● Passage:
** start **
I am the wife of the Hon N. W. Edwards.: Mr Lincoln married my Sister — Mary. We Came to Springfield about 1835 — My sister Mrs Wallace now Came to live with us about that time. Doct Wallace & her were married in 18___ We had a vacancy in our family by that marriage — wrote to Mary to Come out and make our home her home: She had a Step Mother with whom she did not agree. Marry was born in 1818 — well Educated — taught at a private School in Lexington — Mrs __________ Keeping it.
** end **
Point placement records:
** start **
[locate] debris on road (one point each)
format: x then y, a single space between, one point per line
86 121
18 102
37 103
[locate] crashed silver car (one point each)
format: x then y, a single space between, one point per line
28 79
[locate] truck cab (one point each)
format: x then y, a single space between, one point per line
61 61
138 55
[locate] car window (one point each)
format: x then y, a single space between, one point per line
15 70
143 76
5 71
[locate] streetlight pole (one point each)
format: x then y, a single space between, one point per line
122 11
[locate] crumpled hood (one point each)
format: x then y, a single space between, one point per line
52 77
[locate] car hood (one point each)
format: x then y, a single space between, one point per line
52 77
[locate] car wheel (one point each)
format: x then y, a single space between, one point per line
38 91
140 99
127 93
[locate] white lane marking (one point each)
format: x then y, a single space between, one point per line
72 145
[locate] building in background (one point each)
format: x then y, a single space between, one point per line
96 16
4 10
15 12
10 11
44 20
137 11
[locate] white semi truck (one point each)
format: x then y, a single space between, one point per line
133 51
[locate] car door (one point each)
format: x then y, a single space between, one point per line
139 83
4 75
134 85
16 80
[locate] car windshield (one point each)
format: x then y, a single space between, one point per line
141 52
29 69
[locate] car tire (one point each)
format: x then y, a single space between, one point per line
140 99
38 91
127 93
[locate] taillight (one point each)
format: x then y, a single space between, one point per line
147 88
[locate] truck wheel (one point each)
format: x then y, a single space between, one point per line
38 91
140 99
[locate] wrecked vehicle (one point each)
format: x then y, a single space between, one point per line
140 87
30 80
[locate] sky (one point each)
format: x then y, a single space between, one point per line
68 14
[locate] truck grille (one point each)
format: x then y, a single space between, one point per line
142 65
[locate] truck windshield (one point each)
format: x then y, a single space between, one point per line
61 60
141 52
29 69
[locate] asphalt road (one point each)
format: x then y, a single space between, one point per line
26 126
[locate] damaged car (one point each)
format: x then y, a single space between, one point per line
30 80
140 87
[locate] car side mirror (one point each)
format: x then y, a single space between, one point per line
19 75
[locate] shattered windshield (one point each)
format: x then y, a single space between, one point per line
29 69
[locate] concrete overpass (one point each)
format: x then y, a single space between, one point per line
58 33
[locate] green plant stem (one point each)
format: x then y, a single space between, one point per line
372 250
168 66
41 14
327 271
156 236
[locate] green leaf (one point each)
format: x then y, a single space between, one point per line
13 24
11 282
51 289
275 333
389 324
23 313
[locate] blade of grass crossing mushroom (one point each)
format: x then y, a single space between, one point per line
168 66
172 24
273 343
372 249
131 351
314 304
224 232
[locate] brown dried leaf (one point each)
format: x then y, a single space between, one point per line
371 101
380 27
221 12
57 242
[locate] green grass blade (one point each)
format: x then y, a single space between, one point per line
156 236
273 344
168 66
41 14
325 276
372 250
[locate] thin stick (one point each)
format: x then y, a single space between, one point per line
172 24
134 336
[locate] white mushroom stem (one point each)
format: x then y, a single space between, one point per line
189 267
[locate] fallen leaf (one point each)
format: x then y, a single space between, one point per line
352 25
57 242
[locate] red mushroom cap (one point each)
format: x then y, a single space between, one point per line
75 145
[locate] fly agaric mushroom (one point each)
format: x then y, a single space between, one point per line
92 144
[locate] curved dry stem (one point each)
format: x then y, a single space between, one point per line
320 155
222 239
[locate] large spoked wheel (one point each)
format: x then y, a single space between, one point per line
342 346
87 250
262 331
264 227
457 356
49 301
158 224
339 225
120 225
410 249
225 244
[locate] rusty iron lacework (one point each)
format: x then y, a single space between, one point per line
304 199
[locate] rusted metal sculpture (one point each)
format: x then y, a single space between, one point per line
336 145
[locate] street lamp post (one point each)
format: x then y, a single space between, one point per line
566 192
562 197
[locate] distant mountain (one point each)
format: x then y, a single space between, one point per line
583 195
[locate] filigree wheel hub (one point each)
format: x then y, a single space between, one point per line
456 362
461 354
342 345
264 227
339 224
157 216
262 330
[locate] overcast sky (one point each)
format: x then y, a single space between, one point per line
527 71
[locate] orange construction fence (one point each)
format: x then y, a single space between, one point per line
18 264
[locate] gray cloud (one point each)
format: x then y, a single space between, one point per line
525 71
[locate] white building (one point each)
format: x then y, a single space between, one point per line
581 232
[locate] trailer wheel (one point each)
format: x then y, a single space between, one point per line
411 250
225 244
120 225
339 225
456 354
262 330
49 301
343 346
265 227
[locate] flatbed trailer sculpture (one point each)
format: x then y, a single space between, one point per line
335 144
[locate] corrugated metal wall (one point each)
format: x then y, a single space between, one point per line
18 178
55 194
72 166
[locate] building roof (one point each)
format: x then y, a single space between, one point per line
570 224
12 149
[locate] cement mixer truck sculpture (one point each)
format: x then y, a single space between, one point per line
** end **
● Work to complete:
1. Output the part of the reminiscence that opens with the words containing "I am the wife" and closes with "Mrs __________ Keeping it.".
2. Answer these questions from the reminiscence:
(a) About what year did the family come to Springfield?
(b) In what year was Mary born?
(c) In what town did Mary teach at a private school?
The records are separate material and have no connection to the reminiscence.

● Answer list:
1.
I am the wife of the Hon N. W. Edwards.: Mr Lincoln married my Sister — Mary. We Came to Springfield about 1835 — My sister Mrs Wallace now Came to live with us about that time. Doct Wallace & her were married in 18___ We had a vacancy in our family by that marriage — wrote to Mary to Come out and make our home her home: She had a Step Mother with whom she did not agree. Marry was born in 1818 — well Educated — taught at a private School in Lexington — Mrs __________ Keeping it.

2.
(a) About 1835
(b) 1818
(c) Lexington